▶ Required action
All of the data must be returned exactly as given.

*** Records shown ***

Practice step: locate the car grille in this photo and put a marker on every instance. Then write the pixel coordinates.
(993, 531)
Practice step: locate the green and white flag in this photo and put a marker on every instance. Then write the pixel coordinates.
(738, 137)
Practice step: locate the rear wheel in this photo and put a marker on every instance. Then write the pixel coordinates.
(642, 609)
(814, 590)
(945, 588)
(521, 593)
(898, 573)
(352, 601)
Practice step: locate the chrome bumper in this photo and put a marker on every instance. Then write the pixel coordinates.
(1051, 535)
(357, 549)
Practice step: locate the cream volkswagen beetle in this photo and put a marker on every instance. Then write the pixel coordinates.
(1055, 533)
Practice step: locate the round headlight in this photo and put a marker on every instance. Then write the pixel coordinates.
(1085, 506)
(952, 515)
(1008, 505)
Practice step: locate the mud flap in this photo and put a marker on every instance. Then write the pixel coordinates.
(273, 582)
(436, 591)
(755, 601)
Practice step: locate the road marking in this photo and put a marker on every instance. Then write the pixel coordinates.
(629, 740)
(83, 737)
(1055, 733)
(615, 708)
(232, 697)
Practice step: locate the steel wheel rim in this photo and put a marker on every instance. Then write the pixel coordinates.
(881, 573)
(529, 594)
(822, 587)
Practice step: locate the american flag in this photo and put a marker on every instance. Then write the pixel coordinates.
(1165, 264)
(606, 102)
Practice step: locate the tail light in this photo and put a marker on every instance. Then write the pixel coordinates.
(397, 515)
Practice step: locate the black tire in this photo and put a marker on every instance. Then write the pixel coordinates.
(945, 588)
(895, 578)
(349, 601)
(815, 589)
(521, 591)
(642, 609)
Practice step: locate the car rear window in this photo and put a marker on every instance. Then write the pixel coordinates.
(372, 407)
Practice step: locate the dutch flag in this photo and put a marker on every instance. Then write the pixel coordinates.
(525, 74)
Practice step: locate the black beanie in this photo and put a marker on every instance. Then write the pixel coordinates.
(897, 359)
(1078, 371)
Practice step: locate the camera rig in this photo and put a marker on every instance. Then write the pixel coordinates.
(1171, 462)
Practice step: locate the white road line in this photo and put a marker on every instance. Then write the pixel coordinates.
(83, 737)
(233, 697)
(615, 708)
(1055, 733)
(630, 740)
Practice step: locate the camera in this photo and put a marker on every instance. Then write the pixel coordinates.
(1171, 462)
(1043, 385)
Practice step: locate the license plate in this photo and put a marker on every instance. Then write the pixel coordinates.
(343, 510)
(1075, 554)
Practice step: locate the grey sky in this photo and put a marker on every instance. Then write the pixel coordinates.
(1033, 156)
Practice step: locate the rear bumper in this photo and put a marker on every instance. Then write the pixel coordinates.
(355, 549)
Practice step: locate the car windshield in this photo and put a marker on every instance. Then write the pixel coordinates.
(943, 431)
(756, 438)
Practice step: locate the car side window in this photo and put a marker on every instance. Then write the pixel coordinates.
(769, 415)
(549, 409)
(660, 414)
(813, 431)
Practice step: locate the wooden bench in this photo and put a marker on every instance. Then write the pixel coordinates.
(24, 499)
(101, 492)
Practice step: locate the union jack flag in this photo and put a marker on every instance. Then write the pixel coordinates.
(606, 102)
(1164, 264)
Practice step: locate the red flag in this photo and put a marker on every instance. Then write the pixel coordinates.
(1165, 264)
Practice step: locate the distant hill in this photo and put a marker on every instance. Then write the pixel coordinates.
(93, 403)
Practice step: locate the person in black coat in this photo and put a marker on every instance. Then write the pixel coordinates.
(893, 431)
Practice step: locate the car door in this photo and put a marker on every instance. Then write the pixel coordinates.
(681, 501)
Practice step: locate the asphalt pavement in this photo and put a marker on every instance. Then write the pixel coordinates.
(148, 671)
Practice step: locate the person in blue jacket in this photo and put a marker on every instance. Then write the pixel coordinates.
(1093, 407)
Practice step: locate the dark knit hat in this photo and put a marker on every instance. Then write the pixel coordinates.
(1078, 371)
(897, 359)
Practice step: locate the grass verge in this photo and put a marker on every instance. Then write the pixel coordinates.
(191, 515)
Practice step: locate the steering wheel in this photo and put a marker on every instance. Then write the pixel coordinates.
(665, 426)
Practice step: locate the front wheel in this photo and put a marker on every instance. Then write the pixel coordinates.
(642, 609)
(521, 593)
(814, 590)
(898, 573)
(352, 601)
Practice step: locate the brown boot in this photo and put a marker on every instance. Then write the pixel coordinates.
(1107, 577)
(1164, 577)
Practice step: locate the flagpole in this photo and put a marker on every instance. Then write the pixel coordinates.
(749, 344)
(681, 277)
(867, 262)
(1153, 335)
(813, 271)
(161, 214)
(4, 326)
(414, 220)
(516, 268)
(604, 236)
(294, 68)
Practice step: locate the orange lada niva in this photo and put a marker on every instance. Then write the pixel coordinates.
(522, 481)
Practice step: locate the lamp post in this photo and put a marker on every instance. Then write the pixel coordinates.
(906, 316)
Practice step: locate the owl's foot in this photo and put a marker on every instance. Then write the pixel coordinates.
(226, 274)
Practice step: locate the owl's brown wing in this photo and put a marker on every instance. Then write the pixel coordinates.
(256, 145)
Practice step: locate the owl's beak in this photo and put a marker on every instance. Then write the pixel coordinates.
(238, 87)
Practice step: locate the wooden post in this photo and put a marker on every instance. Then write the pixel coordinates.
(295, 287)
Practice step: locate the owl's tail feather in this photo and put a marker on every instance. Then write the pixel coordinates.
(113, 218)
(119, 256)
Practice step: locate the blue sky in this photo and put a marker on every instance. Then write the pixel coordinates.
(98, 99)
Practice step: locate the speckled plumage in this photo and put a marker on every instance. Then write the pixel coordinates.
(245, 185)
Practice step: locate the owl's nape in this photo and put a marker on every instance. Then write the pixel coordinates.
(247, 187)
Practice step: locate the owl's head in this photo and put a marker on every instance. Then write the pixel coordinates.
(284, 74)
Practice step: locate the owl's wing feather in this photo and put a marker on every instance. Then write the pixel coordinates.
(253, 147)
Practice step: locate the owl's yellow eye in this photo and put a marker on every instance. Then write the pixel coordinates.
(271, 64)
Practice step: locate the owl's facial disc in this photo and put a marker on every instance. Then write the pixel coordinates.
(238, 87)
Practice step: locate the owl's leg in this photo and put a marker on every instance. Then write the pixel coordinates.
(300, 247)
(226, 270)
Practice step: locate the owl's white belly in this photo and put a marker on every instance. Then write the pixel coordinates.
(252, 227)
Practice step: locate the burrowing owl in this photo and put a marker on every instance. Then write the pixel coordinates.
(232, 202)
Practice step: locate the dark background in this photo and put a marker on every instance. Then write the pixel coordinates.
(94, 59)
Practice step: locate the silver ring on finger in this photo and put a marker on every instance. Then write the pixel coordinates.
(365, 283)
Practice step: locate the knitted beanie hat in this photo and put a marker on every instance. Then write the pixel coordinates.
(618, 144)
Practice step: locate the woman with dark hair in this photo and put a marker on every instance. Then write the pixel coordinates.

*** End of Records shown ***

▶ Answer space
Practice step: locate the car grille in this photo and put a marker on every instance. Then write the pixel coordinates.
(993, 531)
Practice step: locate the green and white flag in this photo and put a marker on every instance. Then write the pixel coordinates.
(738, 137)
Practice step: locate the rear wheel in this photo and put a marker on every instance. Then write the pixel coordinates.
(642, 609)
(814, 590)
(945, 588)
(521, 593)
(898, 573)
(352, 601)
Practice step: locate the chrome bumper in this photo and put a marker on every instance. Then write the pixel coordinates.
(1051, 535)
(357, 549)
Practice step: locate the cream volkswagen beetle in this photo and put a marker on every instance. Then write the pixel coordinates.
(1055, 533)
Practice step: locate the round headlight in this photo and put a marker on every instance. Then write the pixel coordinates.
(1085, 506)
(952, 515)
(1008, 505)
Practice step: locate the mud flap in this photo and put a marker on every instance. Then write the pixel coordinates.
(273, 582)
(436, 591)
(755, 601)
Practice step: locate the road marking in this photo and put a marker on every instance. Then write the pixel coordinates.
(629, 740)
(83, 737)
(1055, 733)
(615, 708)
(232, 697)
Practice step: locate the steel wheel rim in this photo and put a marker on every instance. Then write the pixel coordinates.
(881, 573)
(529, 594)
(822, 587)
Practice step: locate the american flag in this photo and put a marker on every instance. Then write the pixel coordinates.
(1165, 264)
(606, 102)
Practice step: locate the tail light in this photo and put a marker on every instance. Then write the pixel coordinates.
(397, 515)
Practice step: locate the black tire in this photo and put a marker on every instance. Then write the pixel coordinates.
(945, 588)
(895, 578)
(349, 601)
(815, 589)
(521, 591)
(642, 609)
Practice step: locate the car rear window in this photo and put a marker on every instance. Then write the pixel coordinates.
(372, 407)
Practice step: locate the dutch flag in this photo and put a marker on every instance. Then write the pixel coordinates.
(525, 74)
Practice step: locate the black beanie in this photo and put a marker on every instance. Then write the pixel coordinates.
(897, 359)
(1078, 371)
Practice step: locate the camera rig in this photo and put a marker on every instance. Then write the pixel coordinates.
(1171, 462)
Practice step: locate the white road line in this photo and put a marker on every instance. Then write the pixel coordinates.
(83, 737)
(233, 697)
(615, 708)
(1055, 733)
(630, 740)
Practice step: locate the camera in this photo and put a marker on every instance. Then write the pixel coordinates.
(1171, 462)
(1043, 385)
Practice step: locate the license plate in this photo and put a marker on every instance. Then write the pixel coordinates.
(343, 510)
(1075, 554)
Practice step: locate the grey sky in this photo and put a marker on every instance. Then write the pixel coordinates.
(1033, 156)
Practice step: locate the rear bumper in this photo and put a marker on every instance. Then write the pixel coordinates.
(355, 549)
Practice step: locate the car windshield in this photo and put a marker on every instance. Then write the pixel coordinates.
(943, 431)
(756, 438)
Practice step: locate the car side window in this photo and put a marker on every instance. Then write the pixel coordinates.
(769, 415)
(549, 409)
(660, 414)
(813, 431)
Practice step: locate the wooden bench in this photo and put a marker on every instance. Then write the pixel coordinates.
(24, 499)
(101, 492)
Practice step: locate the union jack flag in this photo and put a marker on every instance. Then write the pixel coordinates.
(606, 102)
(1164, 264)
Practice step: locate the red flag in this photo and put a marker on every instance. Then write the pixel coordinates.
(1165, 264)
Practice step: locate the distant hill in this photo and put a marker on every instance. Then write the pixel coordinates.
(93, 403)
Practice step: locate the person in black coat in this photo and put a marker on every instance. Then write the pixel coordinates.
(893, 431)
Practice step: locate the car door in this photo and put a marker on every instance. Then write the pixel coordinates.
(681, 501)
Practice step: locate the asphalt pavement in this photo and put a marker on every instance. Then write the pixel coordinates.
(148, 671)
Practice step: locate the person in blue jacket in this photo and put a marker on every instance. Then write the pixel coordinates.
(1093, 407)
Practice step: locate the dark knit hat in this photo and put a marker on every instance. Then write the pixel coordinates.
(1078, 371)
(897, 359)
Practice step: locate the grass verge in this photo and put a marker on every instance. Then write the pixel coordinates.
(191, 515)
Practice step: locate the steering wheel in this photo and put a marker on every instance. Then write the pixel coordinates.
(665, 426)
Practice step: locate the front wheel in this photo and put a marker on every instance. Then write the pixel coordinates.
(642, 609)
(521, 593)
(814, 590)
(898, 573)
(352, 601)
Practice step: locate the brown boot in this photo and put a marker on every instance. Then write the pixel coordinates.
(1107, 577)
(1164, 577)
Practice step: locate the flagpole in this photo and put a marker on every instance. Then write the pixel coordinates.
(749, 344)
(681, 277)
(867, 262)
(1153, 335)
(813, 271)
(161, 214)
(4, 326)
(414, 220)
(516, 268)
(604, 236)
(294, 68)
Practice step: locate the orange lada niva in this photo and put a marker on every instance. Then write the pixel coordinates.
(522, 481)
Practice step: locate the lamp post in this photo and put a marker on every instance. Then write the pixel coordinates.
(906, 316)
Practice step: locate the owl's foot in this photo and put a marker on every instance. Then write the pixel coordinates.
(226, 274)
Practice step: locate the owl's brown wing in this photo and put a marker on every instance. Then write the pixel coordinates.
(256, 145)
Practice step: locate the owl's beak in this photo and put a marker on every instance. Then write the pixel coordinates.
(238, 87)
Practice step: locate the wooden post in this photo and put a marker on every instance. Then write the pixel coordinates.
(295, 287)
Practice step: locate the owl's tail feather in this photo and put a marker on every instance. Then write the pixel coordinates.
(113, 218)
(119, 256)
Practice step: locate the blue sky in this photo and put a marker on every instance. Then write the pixel coordinates.
(98, 99)
Practice step: locate the speckled plumage in this photo and put a marker on every instance. Then write the pixel coordinates.
(245, 185)
Practice step: locate the owl's nape in this photo and put a marker on every instance. Then write the pixel coordinates.
(247, 187)
Practice step: locate the owl's head in this photo and put a marker on every instance. Then write the pixel coordinates.
(284, 74)
Practice step: locate the owl's wing feather in this photo and put a marker on every instance. Then write the pixel coordinates.
(253, 147)
Practice step: locate the owl's yellow eye in this photo and put a marker on every instance. Then write the pixel coordinates.
(271, 64)
Practice step: locate the owl's facial disc in this photo and put a marker on every instance. Then write the pixel coordinates.
(238, 87)
Practice step: locate the owl's leg in this photo and put a marker on every instance. Then write the pixel coordinates.
(300, 247)
(226, 270)
Practice step: locate the owl's white belly in this photo and put a marker on every instance. Then write the pixel coordinates.
(252, 227)
Practice step: locate the burrowing owl in this photo and put a marker on every instance. Then write the pixel coordinates.
(232, 202)
Practice step: locate the dark background in this photo and put a marker on every instance. Then write the pixel coordinates.
(94, 59)
Practice step: locate the silver ring on finger in this photo and put a marker on every instance. Then write the pixel coordinates.
(365, 283)
Practice step: locate the knitted beanie hat in this photo and put a marker on every instance. Then write the pixel coordinates.
(618, 144)
Practice step: locate the woman with dark hair in this photo and put a marker on every instance. Then write the pixel coordinates.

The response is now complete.